__Provided material__.
________________________________________
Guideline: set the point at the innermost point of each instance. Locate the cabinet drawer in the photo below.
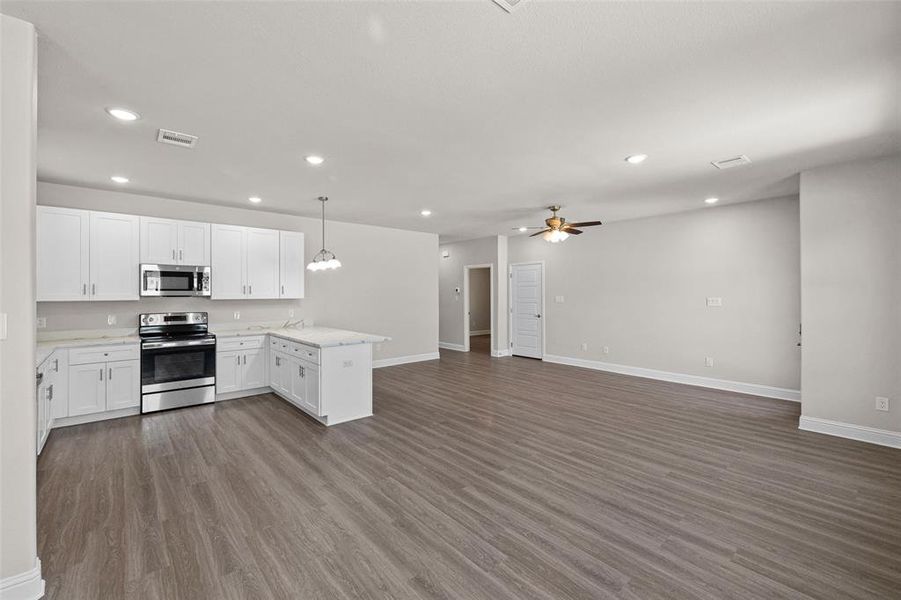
(91, 354)
(244, 342)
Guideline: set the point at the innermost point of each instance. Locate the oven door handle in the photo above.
(151, 345)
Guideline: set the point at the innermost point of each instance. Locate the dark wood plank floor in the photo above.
(476, 478)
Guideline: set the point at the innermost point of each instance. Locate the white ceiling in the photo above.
(482, 116)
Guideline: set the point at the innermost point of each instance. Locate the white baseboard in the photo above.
(449, 346)
(402, 360)
(755, 389)
(24, 586)
(883, 437)
(101, 416)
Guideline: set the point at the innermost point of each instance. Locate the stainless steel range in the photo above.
(178, 361)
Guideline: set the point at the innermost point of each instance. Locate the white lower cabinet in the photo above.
(99, 387)
(241, 364)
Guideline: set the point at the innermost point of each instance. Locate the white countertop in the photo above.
(45, 348)
(321, 337)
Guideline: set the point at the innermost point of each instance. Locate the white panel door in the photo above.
(159, 241)
(228, 266)
(527, 307)
(87, 389)
(123, 384)
(193, 243)
(262, 263)
(115, 241)
(291, 265)
(253, 363)
(228, 372)
(63, 254)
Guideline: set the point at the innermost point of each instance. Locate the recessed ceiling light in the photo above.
(123, 114)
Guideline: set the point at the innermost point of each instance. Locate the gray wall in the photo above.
(479, 300)
(639, 287)
(18, 520)
(851, 292)
(388, 283)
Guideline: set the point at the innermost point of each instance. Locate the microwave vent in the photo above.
(183, 140)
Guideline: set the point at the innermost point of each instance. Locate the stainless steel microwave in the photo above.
(175, 280)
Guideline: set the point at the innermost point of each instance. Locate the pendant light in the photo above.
(324, 259)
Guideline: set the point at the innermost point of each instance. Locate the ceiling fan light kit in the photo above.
(557, 229)
(325, 260)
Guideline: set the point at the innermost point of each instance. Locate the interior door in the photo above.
(262, 263)
(159, 240)
(291, 267)
(63, 254)
(114, 256)
(123, 384)
(527, 297)
(227, 279)
(87, 389)
(194, 243)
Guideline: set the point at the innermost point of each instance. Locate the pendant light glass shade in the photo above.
(325, 260)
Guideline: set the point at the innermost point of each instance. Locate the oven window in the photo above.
(177, 282)
(177, 364)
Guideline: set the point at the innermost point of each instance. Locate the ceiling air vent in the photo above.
(735, 161)
(509, 5)
(175, 138)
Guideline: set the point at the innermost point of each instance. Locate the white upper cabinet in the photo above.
(63, 255)
(193, 243)
(228, 265)
(291, 265)
(170, 242)
(262, 263)
(83, 255)
(114, 256)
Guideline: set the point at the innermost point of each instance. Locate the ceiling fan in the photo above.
(557, 229)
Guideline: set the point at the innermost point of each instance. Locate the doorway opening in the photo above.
(478, 308)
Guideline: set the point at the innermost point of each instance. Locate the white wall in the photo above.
(479, 300)
(18, 521)
(388, 284)
(639, 288)
(851, 292)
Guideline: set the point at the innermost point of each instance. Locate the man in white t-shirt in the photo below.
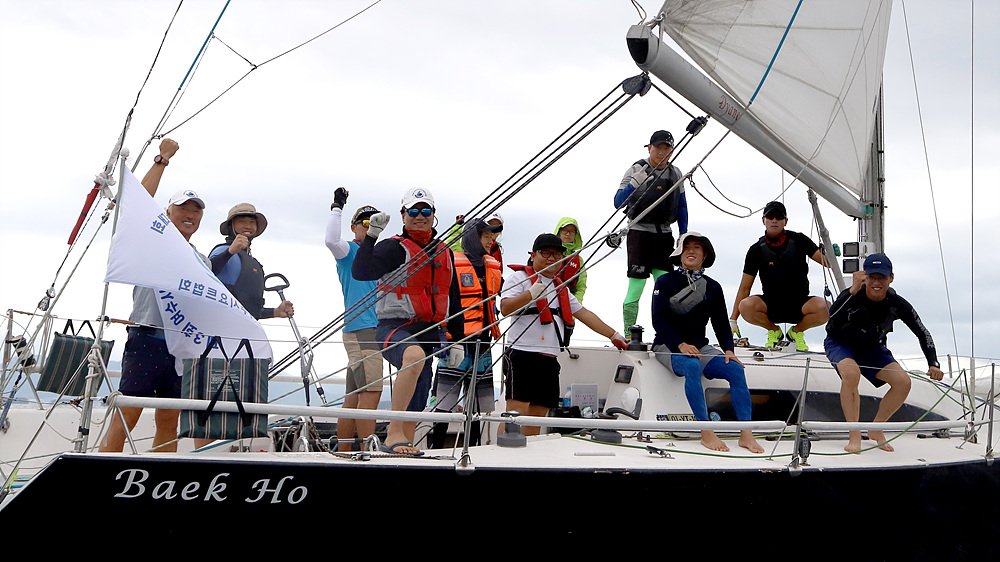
(543, 313)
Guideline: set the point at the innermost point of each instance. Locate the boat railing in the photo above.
(531, 421)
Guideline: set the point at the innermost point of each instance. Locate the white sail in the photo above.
(819, 95)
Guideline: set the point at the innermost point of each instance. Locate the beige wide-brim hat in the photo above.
(243, 209)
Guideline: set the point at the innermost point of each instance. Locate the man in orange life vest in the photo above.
(479, 280)
(418, 290)
(544, 312)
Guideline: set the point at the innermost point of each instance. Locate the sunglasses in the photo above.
(547, 253)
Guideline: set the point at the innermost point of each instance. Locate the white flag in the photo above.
(148, 251)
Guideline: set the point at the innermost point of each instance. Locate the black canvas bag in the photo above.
(65, 369)
(224, 379)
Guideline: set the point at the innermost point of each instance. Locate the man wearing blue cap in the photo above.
(650, 240)
(860, 319)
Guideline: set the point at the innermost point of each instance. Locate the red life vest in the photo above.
(541, 307)
(478, 294)
(422, 291)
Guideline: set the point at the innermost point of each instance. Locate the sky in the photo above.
(455, 97)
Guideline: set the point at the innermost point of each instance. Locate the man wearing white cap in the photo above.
(148, 367)
(418, 290)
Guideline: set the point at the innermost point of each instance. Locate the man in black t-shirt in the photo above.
(861, 317)
(781, 258)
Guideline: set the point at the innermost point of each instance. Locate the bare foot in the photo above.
(711, 441)
(879, 438)
(747, 441)
(854, 444)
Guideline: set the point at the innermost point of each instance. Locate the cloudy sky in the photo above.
(455, 97)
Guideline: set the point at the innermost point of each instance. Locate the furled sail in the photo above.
(817, 104)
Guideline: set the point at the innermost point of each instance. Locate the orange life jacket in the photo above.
(478, 294)
(541, 306)
(421, 292)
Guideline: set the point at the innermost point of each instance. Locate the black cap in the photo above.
(547, 240)
(775, 209)
(660, 137)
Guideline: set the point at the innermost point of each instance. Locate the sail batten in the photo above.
(819, 96)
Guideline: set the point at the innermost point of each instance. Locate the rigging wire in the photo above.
(253, 67)
(930, 181)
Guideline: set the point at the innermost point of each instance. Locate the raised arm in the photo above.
(151, 181)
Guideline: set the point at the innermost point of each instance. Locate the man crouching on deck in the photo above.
(860, 319)
(684, 301)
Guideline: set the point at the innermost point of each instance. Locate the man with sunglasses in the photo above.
(781, 257)
(860, 319)
(418, 291)
(364, 372)
(650, 239)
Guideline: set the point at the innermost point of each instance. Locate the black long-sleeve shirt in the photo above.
(859, 323)
(673, 329)
(373, 261)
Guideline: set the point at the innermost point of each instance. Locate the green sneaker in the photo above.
(800, 340)
(773, 337)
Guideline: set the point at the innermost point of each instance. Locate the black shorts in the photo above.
(648, 251)
(148, 368)
(531, 377)
(784, 308)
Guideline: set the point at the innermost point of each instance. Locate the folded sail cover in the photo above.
(820, 92)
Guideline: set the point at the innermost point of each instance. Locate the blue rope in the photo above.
(203, 45)
(776, 51)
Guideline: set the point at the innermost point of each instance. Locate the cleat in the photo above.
(773, 337)
(800, 340)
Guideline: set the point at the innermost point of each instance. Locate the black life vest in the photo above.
(652, 188)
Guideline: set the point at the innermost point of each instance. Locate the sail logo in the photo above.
(728, 108)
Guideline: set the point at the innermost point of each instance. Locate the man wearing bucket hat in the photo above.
(860, 319)
(418, 291)
(238, 270)
(364, 372)
(650, 238)
(781, 257)
(685, 300)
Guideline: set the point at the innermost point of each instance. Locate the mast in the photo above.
(872, 225)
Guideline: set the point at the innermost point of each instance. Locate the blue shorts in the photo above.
(148, 368)
(390, 332)
(871, 360)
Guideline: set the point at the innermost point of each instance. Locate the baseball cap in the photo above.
(417, 195)
(363, 213)
(706, 245)
(878, 264)
(547, 240)
(775, 209)
(183, 196)
(660, 137)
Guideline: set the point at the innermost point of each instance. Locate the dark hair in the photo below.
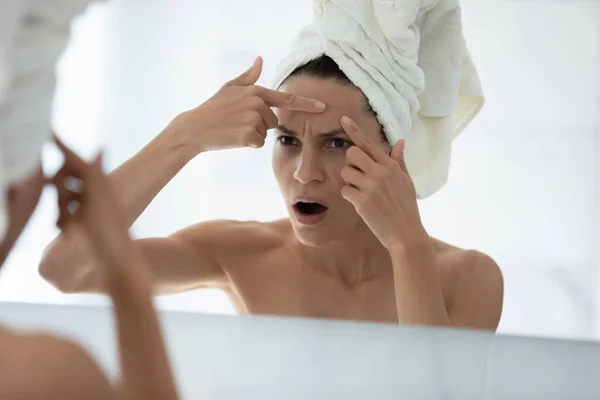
(324, 67)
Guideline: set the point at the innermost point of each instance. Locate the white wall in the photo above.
(525, 175)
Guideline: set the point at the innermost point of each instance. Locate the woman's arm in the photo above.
(94, 210)
(238, 115)
(44, 367)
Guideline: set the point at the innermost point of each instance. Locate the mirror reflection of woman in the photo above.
(42, 365)
(353, 245)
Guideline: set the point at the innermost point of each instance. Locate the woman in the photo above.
(353, 246)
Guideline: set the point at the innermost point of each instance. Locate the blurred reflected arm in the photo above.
(68, 262)
(44, 367)
(145, 369)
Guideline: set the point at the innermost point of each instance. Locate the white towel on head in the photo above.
(33, 35)
(410, 60)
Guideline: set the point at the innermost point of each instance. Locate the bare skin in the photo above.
(368, 259)
(43, 366)
(39, 365)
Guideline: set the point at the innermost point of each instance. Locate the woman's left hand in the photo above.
(381, 190)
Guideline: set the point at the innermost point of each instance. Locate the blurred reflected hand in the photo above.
(86, 202)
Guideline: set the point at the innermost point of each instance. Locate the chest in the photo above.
(302, 291)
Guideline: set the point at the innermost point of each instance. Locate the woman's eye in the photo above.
(339, 143)
(287, 140)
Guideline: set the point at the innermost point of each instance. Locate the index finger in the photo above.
(72, 161)
(363, 142)
(289, 101)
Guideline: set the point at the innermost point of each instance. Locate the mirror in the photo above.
(523, 179)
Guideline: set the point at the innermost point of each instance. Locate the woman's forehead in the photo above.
(340, 99)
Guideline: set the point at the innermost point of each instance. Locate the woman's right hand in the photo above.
(238, 115)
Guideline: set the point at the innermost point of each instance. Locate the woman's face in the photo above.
(309, 153)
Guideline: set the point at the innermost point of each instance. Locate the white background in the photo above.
(525, 178)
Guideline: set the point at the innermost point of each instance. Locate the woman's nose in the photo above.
(308, 168)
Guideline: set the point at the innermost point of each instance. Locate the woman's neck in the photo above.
(355, 259)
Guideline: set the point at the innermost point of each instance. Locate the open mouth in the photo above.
(309, 208)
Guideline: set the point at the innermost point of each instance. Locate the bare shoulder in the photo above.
(228, 239)
(458, 264)
(473, 286)
(54, 368)
(228, 233)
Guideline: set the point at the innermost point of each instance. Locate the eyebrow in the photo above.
(327, 135)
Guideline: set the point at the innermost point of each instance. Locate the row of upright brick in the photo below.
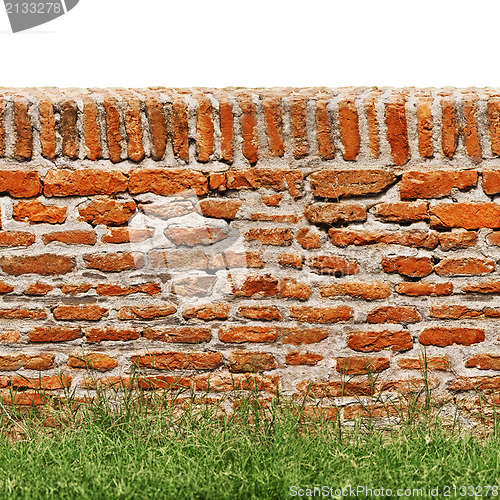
(249, 125)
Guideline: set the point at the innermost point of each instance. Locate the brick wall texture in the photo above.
(322, 240)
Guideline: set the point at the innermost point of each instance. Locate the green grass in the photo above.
(146, 447)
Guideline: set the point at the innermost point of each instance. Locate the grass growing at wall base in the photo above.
(146, 446)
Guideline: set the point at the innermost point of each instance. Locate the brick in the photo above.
(20, 183)
(465, 266)
(428, 289)
(334, 388)
(240, 334)
(308, 238)
(338, 266)
(335, 213)
(91, 129)
(310, 314)
(220, 209)
(275, 236)
(372, 122)
(91, 312)
(167, 181)
(298, 122)
(133, 127)
(16, 239)
(290, 288)
(113, 125)
(47, 128)
(204, 129)
(226, 119)
(397, 131)
(92, 361)
(394, 314)
(347, 183)
(360, 365)
(449, 135)
(115, 290)
(127, 235)
(257, 286)
(349, 127)
(413, 267)
(146, 312)
(107, 211)
(114, 262)
(440, 363)
(326, 146)
(157, 126)
(38, 289)
(368, 291)
(297, 336)
(23, 147)
(44, 265)
(466, 215)
(178, 335)
(111, 334)
(87, 182)
(302, 358)
(243, 361)
(401, 212)
(442, 336)
(491, 182)
(22, 313)
(424, 127)
(207, 312)
(179, 123)
(192, 236)
(69, 130)
(470, 130)
(372, 341)
(54, 334)
(71, 237)
(290, 260)
(36, 212)
(473, 384)
(484, 362)
(178, 360)
(417, 238)
(267, 313)
(457, 239)
(271, 106)
(435, 184)
(491, 286)
(248, 128)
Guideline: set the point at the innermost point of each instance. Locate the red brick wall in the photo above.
(305, 235)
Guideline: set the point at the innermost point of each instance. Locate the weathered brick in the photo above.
(394, 314)
(348, 183)
(372, 341)
(466, 215)
(413, 267)
(436, 183)
(243, 361)
(45, 264)
(368, 291)
(360, 365)
(464, 266)
(311, 314)
(335, 213)
(87, 182)
(443, 336)
(107, 211)
(240, 334)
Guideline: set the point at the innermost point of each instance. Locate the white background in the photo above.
(218, 43)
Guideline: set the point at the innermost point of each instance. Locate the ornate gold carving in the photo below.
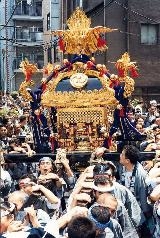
(125, 65)
(78, 80)
(103, 97)
(80, 38)
(81, 115)
(22, 89)
(28, 69)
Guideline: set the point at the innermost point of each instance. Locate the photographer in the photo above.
(39, 196)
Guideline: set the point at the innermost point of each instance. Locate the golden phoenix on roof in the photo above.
(80, 38)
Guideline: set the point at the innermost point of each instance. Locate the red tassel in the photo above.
(45, 71)
(61, 44)
(68, 65)
(28, 76)
(52, 140)
(109, 141)
(120, 72)
(44, 86)
(101, 42)
(114, 83)
(133, 72)
(121, 113)
(55, 73)
(90, 64)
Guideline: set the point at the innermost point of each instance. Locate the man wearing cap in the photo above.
(106, 226)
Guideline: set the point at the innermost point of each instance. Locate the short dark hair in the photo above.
(22, 118)
(81, 227)
(100, 180)
(103, 168)
(30, 176)
(132, 153)
(100, 214)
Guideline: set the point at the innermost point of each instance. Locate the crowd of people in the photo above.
(48, 199)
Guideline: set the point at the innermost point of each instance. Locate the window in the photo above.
(48, 21)
(149, 34)
(49, 55)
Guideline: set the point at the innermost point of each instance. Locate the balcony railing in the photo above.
(28, 10)
(32, 59)
(31, 37)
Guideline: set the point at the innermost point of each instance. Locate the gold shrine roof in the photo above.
(80, 38)
(80, 97)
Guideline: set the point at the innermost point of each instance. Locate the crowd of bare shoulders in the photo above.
(48, 199)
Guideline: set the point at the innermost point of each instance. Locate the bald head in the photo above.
(18, 198)
(108, 200)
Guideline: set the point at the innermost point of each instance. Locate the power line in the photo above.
(126, 8)
(10, 16)
(135, 12)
________________________________________
__Activity__.
Every line from the one that has "the window in the photo above." down to the last line above must be written out exactly, with both ends included and nothing else.

__Solution below__.
Guideline: set the point at the innermost point of each instance. Locate the window in the photo above.
(48, 21)
(149, 34)
(49, 55)
Guideline: set the point at the innermost point of each instance. Locate the balcony railing in the photo above.
(28, 10)
(32, 59)
(31, 37)
Guideline: set the point at the innermost point of each instance. Locate the gold shrine roof in the photo above.
(80, 38)
(80, 97)
Guideline: set the point at the innermost point of each instance. Locate the crowd of bare shoulders in the photo above.
(48, 199)
Guideline: set the point at the innermost point of each instance. Locate the bald head in the photo above.
(18, 198)
(108, 200)
Guideline: set the point at the innermost point of each instance. Locate the power line in the photo above.
(126, 8)
(10, 16)
(135, 12)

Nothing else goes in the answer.